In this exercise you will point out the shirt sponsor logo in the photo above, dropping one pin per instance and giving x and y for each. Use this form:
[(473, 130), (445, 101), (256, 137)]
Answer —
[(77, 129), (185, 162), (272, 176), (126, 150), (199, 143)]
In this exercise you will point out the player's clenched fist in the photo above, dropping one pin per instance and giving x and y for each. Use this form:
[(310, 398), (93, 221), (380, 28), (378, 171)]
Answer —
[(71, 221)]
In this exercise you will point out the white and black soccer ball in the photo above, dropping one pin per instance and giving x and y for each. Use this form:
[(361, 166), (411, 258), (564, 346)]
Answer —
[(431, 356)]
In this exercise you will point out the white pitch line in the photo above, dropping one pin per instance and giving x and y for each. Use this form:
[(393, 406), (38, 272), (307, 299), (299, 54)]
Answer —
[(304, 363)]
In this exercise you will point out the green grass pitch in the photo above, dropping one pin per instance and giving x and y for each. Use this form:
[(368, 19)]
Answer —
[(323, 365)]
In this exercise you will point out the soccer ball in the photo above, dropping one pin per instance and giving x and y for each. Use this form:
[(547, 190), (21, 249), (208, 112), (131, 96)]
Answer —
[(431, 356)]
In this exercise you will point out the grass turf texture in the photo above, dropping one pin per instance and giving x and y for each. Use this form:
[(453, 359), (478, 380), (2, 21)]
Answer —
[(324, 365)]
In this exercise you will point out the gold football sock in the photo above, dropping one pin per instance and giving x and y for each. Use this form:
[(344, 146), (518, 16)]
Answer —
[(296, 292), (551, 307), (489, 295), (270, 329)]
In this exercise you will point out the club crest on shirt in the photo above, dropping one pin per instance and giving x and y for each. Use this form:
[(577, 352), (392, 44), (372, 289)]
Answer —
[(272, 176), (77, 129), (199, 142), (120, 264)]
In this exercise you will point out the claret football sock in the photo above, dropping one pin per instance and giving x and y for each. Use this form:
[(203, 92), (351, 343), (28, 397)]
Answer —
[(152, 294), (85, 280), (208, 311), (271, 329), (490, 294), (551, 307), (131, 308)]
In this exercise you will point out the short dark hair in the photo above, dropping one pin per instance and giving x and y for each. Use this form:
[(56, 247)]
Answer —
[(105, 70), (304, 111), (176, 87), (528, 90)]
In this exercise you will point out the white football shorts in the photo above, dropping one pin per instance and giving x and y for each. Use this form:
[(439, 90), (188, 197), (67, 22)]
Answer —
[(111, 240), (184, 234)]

### [Work instruction]
Could you print every record above exactly as it appears?

### [Written response]
In this exercise you will point out the shirt sponsor logo in the photo above, dropping one pin per instance and giving x and y for each. Use this form:
[(473, 130), (445, 101), (256, 137)]
Answer —
[(77, 129), (185, 162), (272, 176), (126, 150), (199, 143)]
In this exercise you will point out the player's clenched fist in the photo above, dropping one pin per instance and giving x and y for each. Use this form:
[(310, 398), (93, 221), (380, 28), (378, 171)]
Answer —
[(71, 221)]
In this exercise you will point out the white and black soccer ball in the photo above, dropping one pin per instance and giving x and y for each. Use this form:
[(361, 166), (411, 258), (564, 346)]
Answer —
[(431, 356)]
In this exercise you will point out the white pitch line in the photo above, dropping one pin per instance and giving x and y for each. Use this form:
[(393, 406), (38, 272), (307, 299), (299, 54)]
Answer —
[(304, 363)]
In this exercise you will point out the green grass pitch in the photo above, dropping one pin per instance and giving x and y for each. Use this form:
[(368, 19)]
Answer —
[(323, 365)]
In this exercise you will point out the soccer ball in the photo above, dropping one pin per instance and giving x and y for each. Use this form:
[(547, 190), (21, 249), (208, 112), (131, 96)]
Answer —
[(431, 356)]
In this exercise you will point out the grass turf texture in the photo above, dropping one pin per instance and giving x and y for each. Use this form:
[(453, 359), (478, 380), (2, 21)]
Answer —
[(324, 365)]
In this exercise you will point out the gold football sock in the photo above, dropping one pin per instance and giving x and y for each. Use this form:
[(344, 146), (518, 16)]
Answer —
[(296, 292), (551, 307), (489, 295), (270, 329)]
In this exercise you will point out the club crest on shirt in the photo above, dropping one pin per instance and giving x and y for each. Use this form:
[(577, 352), (392, 44), (372, 289)]
Answer —
[(272, 176), (77, 129), (199, 142), (120, 264)]
In this exercise you will point out the claret football sock in the photo above, dropping one pin per instance and giving x and y for each. Use this form:
[(203, 92), (351, 343), (28, 397)]
Answer —
[(152, 294), (85, 280), (208, 311), (271, 329), (490, 294), (551, 307), (131, 308)]
In this exercise you will point out the short dark hair in the photo above, dropping one pin per instance and giving x and y for each. Use this form:
[(56, 247)]
Answer —
[(105, 70), (304, 111), (176, 87), (528, 90)]
In this exercise you will point out the white football shorts in the photo above, dropping one pin per instance and giving x and y for each. Use this form:
[(439, 90), (188, 197), (67, 22)]
Answer —
[(111, 240), (184, 234)]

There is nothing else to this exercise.